Dataset records
= = = =

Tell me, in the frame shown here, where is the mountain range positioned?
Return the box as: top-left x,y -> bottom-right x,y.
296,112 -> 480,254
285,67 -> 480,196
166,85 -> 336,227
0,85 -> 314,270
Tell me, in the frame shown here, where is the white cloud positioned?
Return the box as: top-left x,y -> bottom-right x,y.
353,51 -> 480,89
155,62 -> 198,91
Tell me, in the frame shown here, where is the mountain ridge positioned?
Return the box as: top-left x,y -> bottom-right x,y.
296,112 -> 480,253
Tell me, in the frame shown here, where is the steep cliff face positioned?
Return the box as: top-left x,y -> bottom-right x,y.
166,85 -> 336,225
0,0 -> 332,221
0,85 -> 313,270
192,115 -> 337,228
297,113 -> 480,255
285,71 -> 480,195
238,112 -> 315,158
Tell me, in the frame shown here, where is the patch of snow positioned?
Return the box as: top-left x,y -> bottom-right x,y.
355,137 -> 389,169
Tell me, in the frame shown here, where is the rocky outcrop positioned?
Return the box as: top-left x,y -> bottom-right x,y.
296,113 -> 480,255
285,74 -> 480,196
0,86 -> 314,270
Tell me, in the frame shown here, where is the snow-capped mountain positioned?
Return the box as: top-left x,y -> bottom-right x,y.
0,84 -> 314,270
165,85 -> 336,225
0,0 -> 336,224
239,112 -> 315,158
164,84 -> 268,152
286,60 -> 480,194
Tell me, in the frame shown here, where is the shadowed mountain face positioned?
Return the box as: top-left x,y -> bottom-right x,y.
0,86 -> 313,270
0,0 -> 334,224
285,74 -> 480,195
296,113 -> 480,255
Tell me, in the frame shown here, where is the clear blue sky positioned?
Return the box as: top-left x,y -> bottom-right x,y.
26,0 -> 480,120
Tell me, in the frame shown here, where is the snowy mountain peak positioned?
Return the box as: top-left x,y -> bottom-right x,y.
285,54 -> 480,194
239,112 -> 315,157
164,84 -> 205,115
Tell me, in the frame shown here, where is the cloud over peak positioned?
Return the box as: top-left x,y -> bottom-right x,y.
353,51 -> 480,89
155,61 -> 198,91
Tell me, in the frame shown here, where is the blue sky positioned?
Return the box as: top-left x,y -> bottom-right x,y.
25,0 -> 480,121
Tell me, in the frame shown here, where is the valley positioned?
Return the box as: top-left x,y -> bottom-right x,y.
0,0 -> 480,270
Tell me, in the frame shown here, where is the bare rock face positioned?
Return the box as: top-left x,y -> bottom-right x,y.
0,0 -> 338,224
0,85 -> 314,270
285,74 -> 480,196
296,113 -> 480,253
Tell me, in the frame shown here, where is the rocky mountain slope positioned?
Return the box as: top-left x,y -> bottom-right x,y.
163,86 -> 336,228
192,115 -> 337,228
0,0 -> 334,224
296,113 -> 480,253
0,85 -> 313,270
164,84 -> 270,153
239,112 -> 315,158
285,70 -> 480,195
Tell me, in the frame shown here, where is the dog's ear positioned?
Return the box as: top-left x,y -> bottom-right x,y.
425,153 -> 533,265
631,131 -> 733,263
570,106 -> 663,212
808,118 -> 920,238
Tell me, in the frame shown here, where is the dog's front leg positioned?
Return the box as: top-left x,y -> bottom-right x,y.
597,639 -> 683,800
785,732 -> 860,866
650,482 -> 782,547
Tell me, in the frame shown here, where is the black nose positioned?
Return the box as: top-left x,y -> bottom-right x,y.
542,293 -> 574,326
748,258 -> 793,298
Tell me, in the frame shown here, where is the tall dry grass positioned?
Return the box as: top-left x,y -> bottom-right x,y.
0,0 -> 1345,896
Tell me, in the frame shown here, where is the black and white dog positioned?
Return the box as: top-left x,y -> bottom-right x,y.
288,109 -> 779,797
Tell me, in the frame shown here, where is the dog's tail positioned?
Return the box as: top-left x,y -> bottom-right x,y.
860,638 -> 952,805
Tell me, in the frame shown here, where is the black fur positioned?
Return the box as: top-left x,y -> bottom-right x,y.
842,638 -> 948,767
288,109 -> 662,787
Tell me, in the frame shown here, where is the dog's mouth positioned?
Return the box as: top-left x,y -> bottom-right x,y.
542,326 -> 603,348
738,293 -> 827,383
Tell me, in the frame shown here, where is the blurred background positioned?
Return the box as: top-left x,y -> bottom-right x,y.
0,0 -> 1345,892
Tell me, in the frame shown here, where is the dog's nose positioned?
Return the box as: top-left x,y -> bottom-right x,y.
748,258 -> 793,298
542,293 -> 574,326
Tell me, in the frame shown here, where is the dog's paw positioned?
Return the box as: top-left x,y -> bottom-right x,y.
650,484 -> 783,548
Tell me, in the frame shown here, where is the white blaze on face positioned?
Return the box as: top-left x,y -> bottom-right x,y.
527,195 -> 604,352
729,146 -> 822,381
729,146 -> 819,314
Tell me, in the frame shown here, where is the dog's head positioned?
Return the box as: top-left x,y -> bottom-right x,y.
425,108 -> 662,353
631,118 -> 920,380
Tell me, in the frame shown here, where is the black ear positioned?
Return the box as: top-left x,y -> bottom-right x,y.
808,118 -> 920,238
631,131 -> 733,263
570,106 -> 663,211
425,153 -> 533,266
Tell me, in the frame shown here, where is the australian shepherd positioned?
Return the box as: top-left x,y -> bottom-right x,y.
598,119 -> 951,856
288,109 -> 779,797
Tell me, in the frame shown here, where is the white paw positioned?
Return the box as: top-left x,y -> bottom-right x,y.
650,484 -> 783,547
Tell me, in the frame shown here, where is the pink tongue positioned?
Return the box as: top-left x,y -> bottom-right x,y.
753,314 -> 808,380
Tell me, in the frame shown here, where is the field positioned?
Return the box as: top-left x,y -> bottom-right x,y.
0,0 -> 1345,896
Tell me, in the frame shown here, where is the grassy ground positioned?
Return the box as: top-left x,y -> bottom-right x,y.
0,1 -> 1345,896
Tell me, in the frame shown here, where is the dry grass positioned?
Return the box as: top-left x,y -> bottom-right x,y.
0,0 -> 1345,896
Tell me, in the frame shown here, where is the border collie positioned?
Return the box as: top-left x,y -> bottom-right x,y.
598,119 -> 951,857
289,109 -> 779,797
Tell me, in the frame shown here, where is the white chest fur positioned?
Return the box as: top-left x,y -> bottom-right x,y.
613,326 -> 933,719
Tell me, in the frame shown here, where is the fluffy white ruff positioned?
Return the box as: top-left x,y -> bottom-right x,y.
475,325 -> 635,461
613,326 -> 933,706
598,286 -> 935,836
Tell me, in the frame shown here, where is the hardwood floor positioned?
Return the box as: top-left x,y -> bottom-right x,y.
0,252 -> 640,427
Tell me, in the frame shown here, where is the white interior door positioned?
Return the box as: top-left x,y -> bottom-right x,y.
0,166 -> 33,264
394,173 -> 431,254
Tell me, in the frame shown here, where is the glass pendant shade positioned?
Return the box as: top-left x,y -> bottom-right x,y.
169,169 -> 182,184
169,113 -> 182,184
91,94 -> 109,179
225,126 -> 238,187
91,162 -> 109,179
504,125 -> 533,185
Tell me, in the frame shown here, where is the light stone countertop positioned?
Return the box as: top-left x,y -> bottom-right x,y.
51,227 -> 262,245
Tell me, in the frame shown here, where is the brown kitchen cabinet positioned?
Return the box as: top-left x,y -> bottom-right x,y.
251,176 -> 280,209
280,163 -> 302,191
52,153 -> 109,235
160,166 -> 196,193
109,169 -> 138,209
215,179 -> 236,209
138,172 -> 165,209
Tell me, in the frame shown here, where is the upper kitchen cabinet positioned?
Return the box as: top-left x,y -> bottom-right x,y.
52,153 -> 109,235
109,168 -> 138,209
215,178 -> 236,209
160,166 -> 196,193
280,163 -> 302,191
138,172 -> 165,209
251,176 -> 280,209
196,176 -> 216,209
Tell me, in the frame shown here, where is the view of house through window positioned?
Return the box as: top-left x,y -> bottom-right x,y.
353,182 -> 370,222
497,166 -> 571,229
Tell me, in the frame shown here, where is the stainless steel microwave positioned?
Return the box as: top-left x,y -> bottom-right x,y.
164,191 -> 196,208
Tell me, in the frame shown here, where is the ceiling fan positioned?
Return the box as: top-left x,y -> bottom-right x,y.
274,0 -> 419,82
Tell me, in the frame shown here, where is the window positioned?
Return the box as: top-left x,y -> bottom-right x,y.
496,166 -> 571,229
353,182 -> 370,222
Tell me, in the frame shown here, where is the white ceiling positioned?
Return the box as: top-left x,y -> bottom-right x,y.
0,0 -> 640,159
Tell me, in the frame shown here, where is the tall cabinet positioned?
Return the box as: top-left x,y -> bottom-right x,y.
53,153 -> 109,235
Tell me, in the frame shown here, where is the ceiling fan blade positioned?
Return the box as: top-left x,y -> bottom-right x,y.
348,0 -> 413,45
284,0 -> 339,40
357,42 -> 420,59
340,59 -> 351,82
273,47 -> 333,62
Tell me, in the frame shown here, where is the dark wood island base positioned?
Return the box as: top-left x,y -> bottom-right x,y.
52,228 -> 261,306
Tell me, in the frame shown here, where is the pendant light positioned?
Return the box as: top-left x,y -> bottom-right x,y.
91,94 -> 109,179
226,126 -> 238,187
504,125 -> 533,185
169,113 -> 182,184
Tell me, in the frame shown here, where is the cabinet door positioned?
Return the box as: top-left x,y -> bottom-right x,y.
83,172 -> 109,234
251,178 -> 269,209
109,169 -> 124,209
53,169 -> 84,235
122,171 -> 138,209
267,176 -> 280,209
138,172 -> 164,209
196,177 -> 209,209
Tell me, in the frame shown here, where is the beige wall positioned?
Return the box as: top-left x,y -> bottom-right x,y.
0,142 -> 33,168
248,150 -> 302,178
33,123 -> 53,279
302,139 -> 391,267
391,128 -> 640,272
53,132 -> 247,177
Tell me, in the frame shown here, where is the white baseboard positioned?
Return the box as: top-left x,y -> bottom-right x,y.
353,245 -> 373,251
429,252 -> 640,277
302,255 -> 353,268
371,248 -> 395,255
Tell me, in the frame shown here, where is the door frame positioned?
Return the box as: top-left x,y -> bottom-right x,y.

= = = =

What the task asks: Lay out the items as a two-column CSV with the columns item and box, one row per item, each field in quotes with its line breaks turned into spaces. Begin at the line that has "tall dry grass positioned?" and stop after the line that has "650,484 -> 783,548".

The completed task:
item,box
"Tell me, in the frame shown here, where is the tall dry grass positioned? Return the box as: top-left x,y -> bottom-right x,y.","0,0 -> 1345,896"
"Tell me, in the frame shown here, where is the black and white dog positioned? Return the box as: top-left x,y -> bottom-right x,y.","288,109 -> 779,797"
"Tell me, in the frame shown here, where is the dog's tail positioned? Return the box as: top-left x,y -> bottom-right x,y.","860,638 -> 952,805"
"Tell me, in the frame shown here, where is the black fur positioned? Return the box as: top-left x,y -> bottom-right x,y.","842,638 -> 948,767 288,109 -> 662,787"
"Tell me, in the frame shown here, where is the dog's mouth positioned? Return the box as: top-left x,y -> bottom-right x,y.","542,326 -> 603,348 738,293 -> 827,383"
"Tell me, in the frame shown here, where is the blurred background positioned? Return the box as: top-left x,y -> bottom-right x,y.","0,0 -> 1345,892"
"Tell me, in the frame shown here, where is the dog's nose positioned? Return the box as: top-left x,y -> bottom-right x,y.","748,258 -> 793,298 542,293 -> 574,326"
"Tell me, in the frame shown here, where is the dog's paw positioned? Return the box as: top-left x,y -> bottom-right x,y.","650,484 -> 783,548"